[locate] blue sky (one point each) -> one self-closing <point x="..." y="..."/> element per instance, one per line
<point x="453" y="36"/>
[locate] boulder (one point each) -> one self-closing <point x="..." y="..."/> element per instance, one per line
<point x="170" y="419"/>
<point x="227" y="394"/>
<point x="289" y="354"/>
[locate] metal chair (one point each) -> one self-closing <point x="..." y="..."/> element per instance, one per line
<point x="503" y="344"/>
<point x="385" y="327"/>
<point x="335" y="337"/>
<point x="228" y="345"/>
---
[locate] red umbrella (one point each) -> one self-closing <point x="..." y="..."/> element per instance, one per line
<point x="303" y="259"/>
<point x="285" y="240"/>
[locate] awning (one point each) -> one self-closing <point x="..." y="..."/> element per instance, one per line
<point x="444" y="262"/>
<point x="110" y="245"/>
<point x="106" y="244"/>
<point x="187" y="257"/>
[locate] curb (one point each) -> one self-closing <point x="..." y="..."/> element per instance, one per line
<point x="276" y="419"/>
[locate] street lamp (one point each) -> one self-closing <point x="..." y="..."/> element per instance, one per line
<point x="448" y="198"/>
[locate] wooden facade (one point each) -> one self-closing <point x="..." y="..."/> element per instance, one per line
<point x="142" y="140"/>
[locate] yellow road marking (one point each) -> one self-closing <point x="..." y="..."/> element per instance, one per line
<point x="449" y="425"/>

* _To be done_
Count the lines in the records above that include the word "yellow". Reply with the number alone.

* _Finished exercise_
1